#### Dataset rows:
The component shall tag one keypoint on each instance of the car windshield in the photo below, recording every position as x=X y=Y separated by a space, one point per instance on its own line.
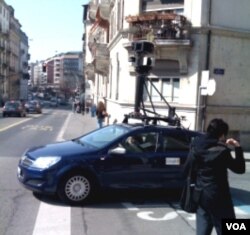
x=12 y=104
x=102 y=137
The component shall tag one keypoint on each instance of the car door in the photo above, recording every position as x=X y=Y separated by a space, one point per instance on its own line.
x=171 y=156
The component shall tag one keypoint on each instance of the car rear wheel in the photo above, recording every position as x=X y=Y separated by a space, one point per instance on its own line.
x=76 y=188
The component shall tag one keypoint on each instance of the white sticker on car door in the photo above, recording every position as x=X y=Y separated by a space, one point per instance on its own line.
x=172 y=161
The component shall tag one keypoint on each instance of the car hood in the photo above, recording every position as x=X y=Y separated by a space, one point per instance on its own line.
x=63 y=149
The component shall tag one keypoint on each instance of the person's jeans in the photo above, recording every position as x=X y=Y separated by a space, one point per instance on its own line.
x=100 y=122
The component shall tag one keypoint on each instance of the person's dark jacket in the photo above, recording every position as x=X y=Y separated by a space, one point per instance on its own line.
x=212 y=160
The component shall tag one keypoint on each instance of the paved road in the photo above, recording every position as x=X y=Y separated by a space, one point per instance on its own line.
x=122 y=212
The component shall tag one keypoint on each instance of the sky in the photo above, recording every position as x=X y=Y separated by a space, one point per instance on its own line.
x=52 y=26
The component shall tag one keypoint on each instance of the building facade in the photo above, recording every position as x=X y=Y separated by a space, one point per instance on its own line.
x=191 y=38
x=13 y=56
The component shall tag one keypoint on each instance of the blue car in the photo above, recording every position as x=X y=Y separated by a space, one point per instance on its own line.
x=116 y=156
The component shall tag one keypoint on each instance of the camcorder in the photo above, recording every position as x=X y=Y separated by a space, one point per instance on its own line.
x=143 y=59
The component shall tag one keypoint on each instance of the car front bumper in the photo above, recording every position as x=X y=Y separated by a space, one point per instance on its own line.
x=37 y=181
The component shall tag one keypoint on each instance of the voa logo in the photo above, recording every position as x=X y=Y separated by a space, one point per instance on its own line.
x=236 y=226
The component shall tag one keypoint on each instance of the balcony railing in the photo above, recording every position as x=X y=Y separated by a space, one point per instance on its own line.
x=154 y=25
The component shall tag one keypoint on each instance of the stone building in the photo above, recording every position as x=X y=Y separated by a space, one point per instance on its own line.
x=13 y=56
x=201 y=58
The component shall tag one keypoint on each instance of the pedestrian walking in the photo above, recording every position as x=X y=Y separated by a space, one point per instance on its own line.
x=93 y=110
x=211 y=156
x=101 y=113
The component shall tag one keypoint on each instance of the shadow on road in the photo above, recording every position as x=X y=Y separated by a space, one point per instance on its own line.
x=110 y=198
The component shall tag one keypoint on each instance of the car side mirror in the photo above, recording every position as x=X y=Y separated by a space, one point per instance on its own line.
x=117 y=151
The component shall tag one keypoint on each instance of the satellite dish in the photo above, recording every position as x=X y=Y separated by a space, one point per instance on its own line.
x=211 y=86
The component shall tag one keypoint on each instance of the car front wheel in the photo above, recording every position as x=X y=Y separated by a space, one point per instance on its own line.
x=76 y=188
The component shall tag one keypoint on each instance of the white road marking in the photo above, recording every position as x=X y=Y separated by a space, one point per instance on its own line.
x=14 y=124
x=52 y=220
x=130 y=206
x=147 y=215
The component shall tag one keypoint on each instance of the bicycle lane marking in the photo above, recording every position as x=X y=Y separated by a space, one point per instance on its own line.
x=240 y=210
x=14 y=124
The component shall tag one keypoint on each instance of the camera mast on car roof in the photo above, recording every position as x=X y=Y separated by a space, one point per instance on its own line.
x=143 y=61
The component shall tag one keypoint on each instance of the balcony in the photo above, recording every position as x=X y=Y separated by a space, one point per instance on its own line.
x=26 y=76
x=105 y=8
x=101 y=59
x=168 y=31
x=92 y=10
x=4 y=65
x=90 y=72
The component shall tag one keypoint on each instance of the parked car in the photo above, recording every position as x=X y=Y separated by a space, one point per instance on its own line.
x=116 y=156
x=33 y=106
x=14 y=108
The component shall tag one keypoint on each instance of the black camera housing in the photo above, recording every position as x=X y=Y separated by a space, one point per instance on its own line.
x=145 y=47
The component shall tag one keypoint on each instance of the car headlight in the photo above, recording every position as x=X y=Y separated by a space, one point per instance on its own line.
x=43 y=163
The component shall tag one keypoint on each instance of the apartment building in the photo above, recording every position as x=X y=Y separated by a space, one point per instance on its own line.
x=198 y=48
x=4 y=49
x=13 y=56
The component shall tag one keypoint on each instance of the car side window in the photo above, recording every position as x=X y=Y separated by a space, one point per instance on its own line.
x=141 y=143
x=175 y=142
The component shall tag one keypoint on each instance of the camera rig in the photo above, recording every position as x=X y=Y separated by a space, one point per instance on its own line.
x=143 y=62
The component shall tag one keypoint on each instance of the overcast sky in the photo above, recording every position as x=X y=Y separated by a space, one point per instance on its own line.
x=52 y=26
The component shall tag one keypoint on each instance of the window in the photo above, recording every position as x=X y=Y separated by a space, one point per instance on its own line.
x=168 y=87
x=175 y=142
x=141 y=143
x=154 y=94
x=171 y=89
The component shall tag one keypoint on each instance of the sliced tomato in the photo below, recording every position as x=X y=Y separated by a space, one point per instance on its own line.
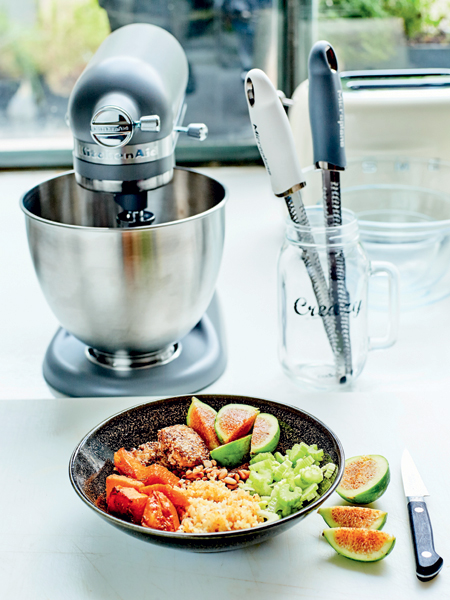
x=159 y=474
x=128 y=502
x=129 y=465
x=176 y=496
x=160 y=513
x=123 y=481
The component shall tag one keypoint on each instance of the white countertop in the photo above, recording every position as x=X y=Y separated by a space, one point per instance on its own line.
x=52 y=546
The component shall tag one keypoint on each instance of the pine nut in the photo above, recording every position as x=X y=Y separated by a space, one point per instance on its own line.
x=229 y=480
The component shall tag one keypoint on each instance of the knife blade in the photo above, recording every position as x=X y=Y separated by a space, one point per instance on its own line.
x=428 y=562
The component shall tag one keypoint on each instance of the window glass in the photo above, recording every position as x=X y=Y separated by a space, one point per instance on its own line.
x=387 y=34
x=46 y=45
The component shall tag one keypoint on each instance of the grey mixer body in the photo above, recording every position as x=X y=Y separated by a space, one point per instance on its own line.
x=127 y=248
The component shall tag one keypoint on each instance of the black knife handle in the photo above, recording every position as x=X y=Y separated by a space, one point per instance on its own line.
x=326 y=107
x=428 y=562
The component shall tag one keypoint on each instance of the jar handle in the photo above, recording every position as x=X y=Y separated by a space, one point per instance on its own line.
x=386 y=268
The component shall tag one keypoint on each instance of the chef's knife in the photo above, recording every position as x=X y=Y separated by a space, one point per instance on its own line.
x=326 y=114
x=276 y=145
x=428 y=562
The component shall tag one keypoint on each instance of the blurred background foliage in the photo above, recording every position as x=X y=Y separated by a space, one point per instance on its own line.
x=58 y=46
x=422 y=18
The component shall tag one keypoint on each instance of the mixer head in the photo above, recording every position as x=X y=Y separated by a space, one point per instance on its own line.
x=125 y=113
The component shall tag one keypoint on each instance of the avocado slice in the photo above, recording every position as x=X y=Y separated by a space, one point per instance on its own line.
x=233 y=454
x=365 y=479
x=234 y=421
x=364 y=545
x=266 y=434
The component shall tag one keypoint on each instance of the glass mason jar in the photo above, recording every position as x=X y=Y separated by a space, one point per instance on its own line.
x=323 y=281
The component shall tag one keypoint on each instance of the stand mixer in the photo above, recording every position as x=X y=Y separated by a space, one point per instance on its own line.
x=127 y=247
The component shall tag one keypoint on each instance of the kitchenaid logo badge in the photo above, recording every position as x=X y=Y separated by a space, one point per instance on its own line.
x=261 y=151
x=341 y=119
x=111 y=128
x=89 y=151
x=303 y=308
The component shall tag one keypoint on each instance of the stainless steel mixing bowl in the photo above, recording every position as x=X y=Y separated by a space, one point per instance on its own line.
x=127 y=290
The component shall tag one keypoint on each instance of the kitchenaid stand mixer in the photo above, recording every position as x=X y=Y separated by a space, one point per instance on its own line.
x=127 y=247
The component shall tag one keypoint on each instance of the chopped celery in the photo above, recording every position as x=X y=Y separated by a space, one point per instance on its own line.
x=302 y=463
x=263 y=467
x=269 y=516
x=260 y=483
x=298 y=451
x=282 y=470
x=309 y=492
x=279 y=457
x=262 y=457
x=328 y=470
x=285 y=482
x=288 y=498
x=312 y=474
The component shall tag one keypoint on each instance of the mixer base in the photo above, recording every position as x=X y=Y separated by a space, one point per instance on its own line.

#### What needs to be done:
Reproduce the data above verbatim, beginning with its first line and ending after the line that contains "x=171 y=156". Omit the pictures from your output.

#### Result of the exercise:
The component shall tag one keypoint on each instance of the car windshield in the photo below, recording every position as x=X y=Y separated by a space, one point per instance on its own line.
x=12 y=104
x=102 y=137
The component shall tag one keypoint on each instance of the car door in the photo above, recording every position as x=X y=Y separated by a space, one point per instance on its own line.
x=171 y=156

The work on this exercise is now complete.